• _Page excerpt_:
-- -- --
Harmony - A leading Indian magazine for senior citizen reviews Dragon.
Speech recognition software
Rajashree Balaram tells you about the potential of speech recognition software.
Ever wished your computer could just listen to your orders and act on them? You are not alone. Many silvers find the keyboard and the mouse literally a pain to handle, especially if they suffer from arthritis. But help is here in the form of speech recognition technology, which enables you to control the computer without touching the mouse or keyboard.
SPEAK EASY Speech recognition is a process where a speech signal is converted into text using a computer program. You need to install speech recognition software onto your computer and speak into a microphone or headphone connected to the computer. Using your voice, you can type letters, documents, reports and memos; operate various menus and buttons; open applications; send email; and navigate the Internet. The hands-free interaction prevents repetitive stress injury (RSI), a common problem with people who work extensively on computers. (RSI is a syndrome resulting from overuse of a tool that affects muscles, tendons and nerves of the hand, arms and upper back.)
HOW IT STARTED Tentative research in speech recognition technology originated in industrial research labs in the United States in the 1950s. As computers came with limited computing power till the late 1970s, they were not equipped to analyse a continuous speech pattern. Major research advances in the mid-1980s finally made it possible for a desktop personal computer to recognise a vocabulary of 20,000 words - a meagre capacity compared to the extensive vocabulary of 250,000-300,000 words in contemporary speech recognition software.
-- -- --
• _Exercise material_:
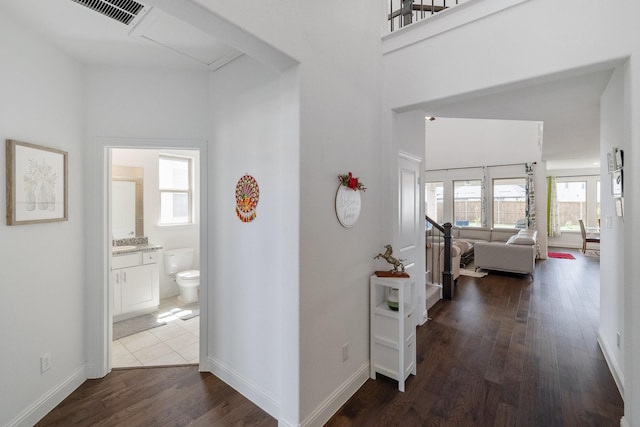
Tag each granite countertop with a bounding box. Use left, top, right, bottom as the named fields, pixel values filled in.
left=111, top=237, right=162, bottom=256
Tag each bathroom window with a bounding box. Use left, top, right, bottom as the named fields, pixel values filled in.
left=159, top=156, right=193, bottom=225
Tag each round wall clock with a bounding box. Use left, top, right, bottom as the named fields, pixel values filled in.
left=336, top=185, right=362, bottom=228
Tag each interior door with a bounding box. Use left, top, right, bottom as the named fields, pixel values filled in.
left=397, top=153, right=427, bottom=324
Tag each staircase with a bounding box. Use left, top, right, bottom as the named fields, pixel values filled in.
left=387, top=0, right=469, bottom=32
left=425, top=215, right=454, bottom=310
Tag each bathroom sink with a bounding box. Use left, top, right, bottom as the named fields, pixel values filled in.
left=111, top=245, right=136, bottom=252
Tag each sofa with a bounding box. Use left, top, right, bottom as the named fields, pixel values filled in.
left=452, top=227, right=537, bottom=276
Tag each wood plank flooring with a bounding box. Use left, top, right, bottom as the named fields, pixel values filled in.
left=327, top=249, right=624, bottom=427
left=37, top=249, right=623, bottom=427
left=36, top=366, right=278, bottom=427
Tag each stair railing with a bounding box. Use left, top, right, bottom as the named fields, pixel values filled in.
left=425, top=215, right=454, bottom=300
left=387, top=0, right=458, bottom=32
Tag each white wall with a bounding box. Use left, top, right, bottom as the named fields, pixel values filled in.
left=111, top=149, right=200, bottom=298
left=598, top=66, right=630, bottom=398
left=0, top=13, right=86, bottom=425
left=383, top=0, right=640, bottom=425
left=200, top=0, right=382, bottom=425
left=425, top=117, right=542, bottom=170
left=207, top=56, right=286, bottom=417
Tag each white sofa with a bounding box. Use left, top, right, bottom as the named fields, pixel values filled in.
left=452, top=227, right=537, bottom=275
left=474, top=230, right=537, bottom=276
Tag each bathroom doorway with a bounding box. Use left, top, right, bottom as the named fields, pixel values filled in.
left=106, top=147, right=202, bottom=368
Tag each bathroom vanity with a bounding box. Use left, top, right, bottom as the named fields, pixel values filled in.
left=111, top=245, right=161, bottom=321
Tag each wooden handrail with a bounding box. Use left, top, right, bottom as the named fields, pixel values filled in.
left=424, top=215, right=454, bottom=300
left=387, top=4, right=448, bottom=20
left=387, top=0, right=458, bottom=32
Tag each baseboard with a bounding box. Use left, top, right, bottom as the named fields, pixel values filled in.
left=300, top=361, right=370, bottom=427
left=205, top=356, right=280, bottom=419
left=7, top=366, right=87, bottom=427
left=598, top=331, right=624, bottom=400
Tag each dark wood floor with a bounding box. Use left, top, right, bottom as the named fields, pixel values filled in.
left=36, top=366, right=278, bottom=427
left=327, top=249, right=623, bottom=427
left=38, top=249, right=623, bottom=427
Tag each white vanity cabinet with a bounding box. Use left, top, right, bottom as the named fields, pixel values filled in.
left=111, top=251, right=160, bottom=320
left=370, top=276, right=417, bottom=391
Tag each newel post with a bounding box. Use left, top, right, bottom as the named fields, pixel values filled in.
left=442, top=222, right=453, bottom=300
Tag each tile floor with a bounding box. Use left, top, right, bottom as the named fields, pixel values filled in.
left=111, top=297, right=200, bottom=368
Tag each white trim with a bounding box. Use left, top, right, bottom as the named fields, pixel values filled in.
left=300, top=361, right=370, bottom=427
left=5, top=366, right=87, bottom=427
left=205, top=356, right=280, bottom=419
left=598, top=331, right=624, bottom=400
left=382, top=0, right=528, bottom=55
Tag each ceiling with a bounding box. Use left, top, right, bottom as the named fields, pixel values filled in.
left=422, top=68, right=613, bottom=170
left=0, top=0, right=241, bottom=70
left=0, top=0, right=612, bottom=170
-- -- --
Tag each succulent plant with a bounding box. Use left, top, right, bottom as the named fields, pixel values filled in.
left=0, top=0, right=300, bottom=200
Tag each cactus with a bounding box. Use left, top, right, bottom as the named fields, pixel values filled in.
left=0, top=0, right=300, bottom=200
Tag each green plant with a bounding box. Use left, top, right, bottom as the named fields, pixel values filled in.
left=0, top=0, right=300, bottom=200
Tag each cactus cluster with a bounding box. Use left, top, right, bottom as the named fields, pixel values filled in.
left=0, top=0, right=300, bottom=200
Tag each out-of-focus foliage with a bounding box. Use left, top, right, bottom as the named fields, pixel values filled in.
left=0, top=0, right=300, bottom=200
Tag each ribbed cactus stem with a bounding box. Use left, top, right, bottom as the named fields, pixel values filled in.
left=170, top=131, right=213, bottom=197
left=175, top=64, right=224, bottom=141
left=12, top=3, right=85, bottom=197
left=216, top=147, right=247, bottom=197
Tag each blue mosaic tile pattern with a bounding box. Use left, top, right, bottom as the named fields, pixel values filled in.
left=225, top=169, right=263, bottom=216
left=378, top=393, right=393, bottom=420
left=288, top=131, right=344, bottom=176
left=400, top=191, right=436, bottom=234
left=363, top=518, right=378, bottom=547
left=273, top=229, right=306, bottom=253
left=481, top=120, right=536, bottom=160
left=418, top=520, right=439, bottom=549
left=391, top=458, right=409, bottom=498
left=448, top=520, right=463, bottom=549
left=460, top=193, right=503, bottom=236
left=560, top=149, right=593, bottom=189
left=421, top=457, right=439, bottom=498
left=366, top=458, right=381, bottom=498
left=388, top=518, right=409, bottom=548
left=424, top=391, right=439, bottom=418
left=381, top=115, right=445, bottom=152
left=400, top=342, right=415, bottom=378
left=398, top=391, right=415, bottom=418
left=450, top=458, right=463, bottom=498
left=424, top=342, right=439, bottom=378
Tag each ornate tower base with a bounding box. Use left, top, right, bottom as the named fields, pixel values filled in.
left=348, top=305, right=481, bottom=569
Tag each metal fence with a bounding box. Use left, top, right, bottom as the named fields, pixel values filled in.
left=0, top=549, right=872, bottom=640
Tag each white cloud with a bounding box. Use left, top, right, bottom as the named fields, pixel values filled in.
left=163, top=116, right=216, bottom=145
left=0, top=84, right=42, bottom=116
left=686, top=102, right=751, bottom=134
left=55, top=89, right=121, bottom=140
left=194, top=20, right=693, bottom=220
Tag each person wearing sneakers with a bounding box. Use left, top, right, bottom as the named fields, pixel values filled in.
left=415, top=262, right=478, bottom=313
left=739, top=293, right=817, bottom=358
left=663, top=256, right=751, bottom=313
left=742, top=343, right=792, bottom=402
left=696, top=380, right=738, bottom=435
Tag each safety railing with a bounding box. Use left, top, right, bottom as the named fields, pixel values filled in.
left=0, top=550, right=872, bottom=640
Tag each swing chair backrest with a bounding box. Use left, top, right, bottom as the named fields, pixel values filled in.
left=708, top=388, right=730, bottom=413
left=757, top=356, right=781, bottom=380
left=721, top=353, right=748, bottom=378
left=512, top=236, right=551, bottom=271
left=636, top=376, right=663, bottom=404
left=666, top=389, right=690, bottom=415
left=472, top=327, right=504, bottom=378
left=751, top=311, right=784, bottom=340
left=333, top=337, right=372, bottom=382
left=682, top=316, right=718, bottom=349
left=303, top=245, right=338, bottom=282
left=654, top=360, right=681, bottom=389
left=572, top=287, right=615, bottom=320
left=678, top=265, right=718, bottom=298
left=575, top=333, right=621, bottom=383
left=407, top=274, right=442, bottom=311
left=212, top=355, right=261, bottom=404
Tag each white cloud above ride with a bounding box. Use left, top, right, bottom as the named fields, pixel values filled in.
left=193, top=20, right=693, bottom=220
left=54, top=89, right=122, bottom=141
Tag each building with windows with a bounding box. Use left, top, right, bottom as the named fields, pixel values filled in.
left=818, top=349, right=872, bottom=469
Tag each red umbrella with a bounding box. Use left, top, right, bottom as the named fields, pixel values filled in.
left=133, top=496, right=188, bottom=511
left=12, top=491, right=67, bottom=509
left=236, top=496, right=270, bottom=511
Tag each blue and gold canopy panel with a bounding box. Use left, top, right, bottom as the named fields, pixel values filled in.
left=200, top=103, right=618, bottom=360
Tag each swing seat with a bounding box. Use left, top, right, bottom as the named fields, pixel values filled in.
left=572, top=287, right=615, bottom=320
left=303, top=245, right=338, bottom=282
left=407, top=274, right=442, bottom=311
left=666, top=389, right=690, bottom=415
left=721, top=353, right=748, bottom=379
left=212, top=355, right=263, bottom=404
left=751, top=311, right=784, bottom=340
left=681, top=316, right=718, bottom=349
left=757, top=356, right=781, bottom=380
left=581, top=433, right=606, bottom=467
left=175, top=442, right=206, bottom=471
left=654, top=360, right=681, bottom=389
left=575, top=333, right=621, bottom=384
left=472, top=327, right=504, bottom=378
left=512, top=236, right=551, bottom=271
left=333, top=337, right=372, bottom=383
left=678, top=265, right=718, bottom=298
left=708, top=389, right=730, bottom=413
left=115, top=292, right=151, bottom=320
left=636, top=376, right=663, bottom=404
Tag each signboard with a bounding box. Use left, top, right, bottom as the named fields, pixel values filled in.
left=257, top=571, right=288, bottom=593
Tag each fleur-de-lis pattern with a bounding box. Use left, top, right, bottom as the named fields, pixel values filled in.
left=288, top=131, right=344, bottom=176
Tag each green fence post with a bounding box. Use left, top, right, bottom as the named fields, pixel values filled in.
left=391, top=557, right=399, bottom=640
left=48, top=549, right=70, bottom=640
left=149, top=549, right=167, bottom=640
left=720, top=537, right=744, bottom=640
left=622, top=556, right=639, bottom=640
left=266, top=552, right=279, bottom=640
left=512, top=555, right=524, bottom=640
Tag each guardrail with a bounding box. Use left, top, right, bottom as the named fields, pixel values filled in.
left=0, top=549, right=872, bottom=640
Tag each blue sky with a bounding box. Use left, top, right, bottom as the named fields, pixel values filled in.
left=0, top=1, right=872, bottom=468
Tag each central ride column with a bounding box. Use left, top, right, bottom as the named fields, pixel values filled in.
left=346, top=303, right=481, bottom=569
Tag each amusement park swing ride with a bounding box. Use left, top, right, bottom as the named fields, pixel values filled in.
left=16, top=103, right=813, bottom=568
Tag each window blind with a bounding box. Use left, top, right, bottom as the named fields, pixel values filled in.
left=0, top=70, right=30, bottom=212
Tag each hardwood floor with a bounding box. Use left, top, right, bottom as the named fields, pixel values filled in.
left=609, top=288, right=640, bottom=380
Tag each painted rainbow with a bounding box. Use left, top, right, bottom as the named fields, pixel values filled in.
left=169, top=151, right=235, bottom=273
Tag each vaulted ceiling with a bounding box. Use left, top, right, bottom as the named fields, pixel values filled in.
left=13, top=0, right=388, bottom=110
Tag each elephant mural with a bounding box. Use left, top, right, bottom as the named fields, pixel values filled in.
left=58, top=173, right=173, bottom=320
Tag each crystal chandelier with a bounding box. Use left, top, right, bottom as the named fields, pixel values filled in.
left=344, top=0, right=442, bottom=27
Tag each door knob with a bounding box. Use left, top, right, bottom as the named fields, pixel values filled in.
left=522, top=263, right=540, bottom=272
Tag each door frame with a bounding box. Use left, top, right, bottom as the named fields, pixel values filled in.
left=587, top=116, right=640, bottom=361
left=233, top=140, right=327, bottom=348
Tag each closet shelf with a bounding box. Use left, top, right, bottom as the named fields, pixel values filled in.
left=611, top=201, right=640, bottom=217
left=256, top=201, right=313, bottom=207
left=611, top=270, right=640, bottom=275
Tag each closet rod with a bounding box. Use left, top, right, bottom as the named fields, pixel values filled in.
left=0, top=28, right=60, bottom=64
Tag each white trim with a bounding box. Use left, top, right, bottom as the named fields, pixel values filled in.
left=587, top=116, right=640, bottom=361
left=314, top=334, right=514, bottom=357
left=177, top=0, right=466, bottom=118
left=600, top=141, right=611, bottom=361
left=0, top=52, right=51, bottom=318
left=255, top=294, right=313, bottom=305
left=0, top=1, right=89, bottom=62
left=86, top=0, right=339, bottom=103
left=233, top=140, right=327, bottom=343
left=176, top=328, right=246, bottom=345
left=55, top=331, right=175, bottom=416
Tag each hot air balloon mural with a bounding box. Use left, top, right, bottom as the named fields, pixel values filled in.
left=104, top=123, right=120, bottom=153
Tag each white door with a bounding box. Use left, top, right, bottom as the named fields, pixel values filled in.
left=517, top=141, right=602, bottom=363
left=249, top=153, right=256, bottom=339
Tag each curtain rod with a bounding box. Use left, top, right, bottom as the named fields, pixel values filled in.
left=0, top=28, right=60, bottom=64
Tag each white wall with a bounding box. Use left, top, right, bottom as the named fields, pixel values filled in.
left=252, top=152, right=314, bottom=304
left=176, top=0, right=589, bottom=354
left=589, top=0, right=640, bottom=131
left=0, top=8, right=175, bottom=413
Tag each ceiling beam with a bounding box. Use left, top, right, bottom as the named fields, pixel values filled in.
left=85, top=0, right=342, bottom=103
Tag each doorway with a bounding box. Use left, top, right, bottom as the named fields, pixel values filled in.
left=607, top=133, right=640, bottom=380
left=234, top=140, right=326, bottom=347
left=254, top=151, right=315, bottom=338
-- -- --
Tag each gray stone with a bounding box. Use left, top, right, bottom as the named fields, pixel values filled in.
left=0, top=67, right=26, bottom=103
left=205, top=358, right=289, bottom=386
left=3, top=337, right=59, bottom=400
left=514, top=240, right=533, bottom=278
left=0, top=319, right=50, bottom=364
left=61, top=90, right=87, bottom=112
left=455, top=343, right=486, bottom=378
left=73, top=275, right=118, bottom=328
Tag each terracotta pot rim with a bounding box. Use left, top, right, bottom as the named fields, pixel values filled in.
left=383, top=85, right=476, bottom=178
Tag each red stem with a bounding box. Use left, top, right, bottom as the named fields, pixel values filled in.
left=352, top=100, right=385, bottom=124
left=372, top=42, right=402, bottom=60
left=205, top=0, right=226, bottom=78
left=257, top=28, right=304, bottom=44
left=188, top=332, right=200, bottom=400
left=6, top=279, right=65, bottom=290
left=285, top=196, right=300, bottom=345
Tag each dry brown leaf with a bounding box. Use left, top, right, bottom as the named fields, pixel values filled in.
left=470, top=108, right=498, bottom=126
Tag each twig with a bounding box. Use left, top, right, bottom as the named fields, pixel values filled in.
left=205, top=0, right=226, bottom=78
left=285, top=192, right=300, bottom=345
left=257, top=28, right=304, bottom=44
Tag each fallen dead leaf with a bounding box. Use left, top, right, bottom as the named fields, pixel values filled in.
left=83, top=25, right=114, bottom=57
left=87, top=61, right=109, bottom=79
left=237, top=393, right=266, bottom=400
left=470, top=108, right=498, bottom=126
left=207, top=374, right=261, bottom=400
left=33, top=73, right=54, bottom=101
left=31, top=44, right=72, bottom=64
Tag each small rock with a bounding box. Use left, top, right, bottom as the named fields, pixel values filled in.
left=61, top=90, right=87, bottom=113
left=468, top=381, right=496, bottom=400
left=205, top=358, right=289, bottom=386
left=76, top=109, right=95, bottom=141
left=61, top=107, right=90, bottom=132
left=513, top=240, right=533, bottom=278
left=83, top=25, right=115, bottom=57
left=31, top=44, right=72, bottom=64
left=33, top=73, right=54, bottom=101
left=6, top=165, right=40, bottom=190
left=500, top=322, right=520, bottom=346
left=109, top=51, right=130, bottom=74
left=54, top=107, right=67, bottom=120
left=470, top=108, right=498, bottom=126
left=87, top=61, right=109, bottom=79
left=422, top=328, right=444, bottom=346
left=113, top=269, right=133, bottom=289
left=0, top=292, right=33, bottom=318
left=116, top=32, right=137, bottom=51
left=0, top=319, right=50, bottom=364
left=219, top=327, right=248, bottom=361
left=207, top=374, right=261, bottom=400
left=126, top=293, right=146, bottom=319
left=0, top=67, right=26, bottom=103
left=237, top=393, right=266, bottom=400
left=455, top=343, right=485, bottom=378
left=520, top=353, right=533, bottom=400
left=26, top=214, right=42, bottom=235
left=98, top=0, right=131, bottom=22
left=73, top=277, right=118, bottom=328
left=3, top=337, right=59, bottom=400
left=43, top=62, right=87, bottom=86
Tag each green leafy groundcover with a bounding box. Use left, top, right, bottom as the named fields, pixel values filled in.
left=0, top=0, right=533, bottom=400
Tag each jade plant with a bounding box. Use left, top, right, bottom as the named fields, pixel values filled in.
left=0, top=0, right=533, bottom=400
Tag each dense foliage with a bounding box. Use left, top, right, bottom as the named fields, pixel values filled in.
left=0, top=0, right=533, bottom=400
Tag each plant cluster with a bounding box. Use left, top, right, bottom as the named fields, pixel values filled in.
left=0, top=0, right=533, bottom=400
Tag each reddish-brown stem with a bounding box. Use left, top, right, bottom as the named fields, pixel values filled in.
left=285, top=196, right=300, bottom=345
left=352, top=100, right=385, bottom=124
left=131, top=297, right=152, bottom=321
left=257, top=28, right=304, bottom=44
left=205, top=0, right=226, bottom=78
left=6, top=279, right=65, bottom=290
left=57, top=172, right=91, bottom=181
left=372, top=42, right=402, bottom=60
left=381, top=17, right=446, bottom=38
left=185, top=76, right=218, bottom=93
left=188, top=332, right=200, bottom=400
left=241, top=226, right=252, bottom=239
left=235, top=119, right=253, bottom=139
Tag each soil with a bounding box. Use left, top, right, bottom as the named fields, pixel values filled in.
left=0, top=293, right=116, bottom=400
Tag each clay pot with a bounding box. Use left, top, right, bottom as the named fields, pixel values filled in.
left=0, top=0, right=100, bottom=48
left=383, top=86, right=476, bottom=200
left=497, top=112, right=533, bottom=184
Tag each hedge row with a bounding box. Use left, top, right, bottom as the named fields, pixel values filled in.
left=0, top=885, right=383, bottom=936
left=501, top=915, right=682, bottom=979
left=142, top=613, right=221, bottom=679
-- -- --
• _Problem set_:
**1)** Could you write out the speech recognition article word for word, between "SPEAK EASY Speech" and "and upper back.)", inclusive?
**2)** Can you put the lines of the listing between the lines holding "Tag each granite" and "left=159, top=156, right=193, bottom=225", inclusive, into a JSON list with one string per line, leaving out any blank lines?

• _The replies_:
**1)**
SPEAK EASY Speech recognition is a process where a speech signal is converted into text using a computer program. You need to install speech recognition software onto your computer and speak into a microphone or headphone connected to the computer. Using your voice, you can type letters, documents, reports and memos; operate various menus and buttons; open applications; send email; and navigate the Internet. The hands-free interaction prevents repetitive stress injury (RSI), a common problem with people who work extensively on computers. (RSI is a syndrome resulting from overuse of a tool that affects muscles, tendons and nerves of the hand, arms and upper back.)

**2)**
[
  "Tag each granite countertop with a bounding box. Use left, top, right, bottom as the named fields, pixel values filled in.",
  "left=111, top=237, right=162, bottom=256",
  "Tag each bathroom window with a bounding box. Use left, top, right, bottom as the named fields, pixel values filled in.",
  "left=159, top=156, right=193, bottom=225"
]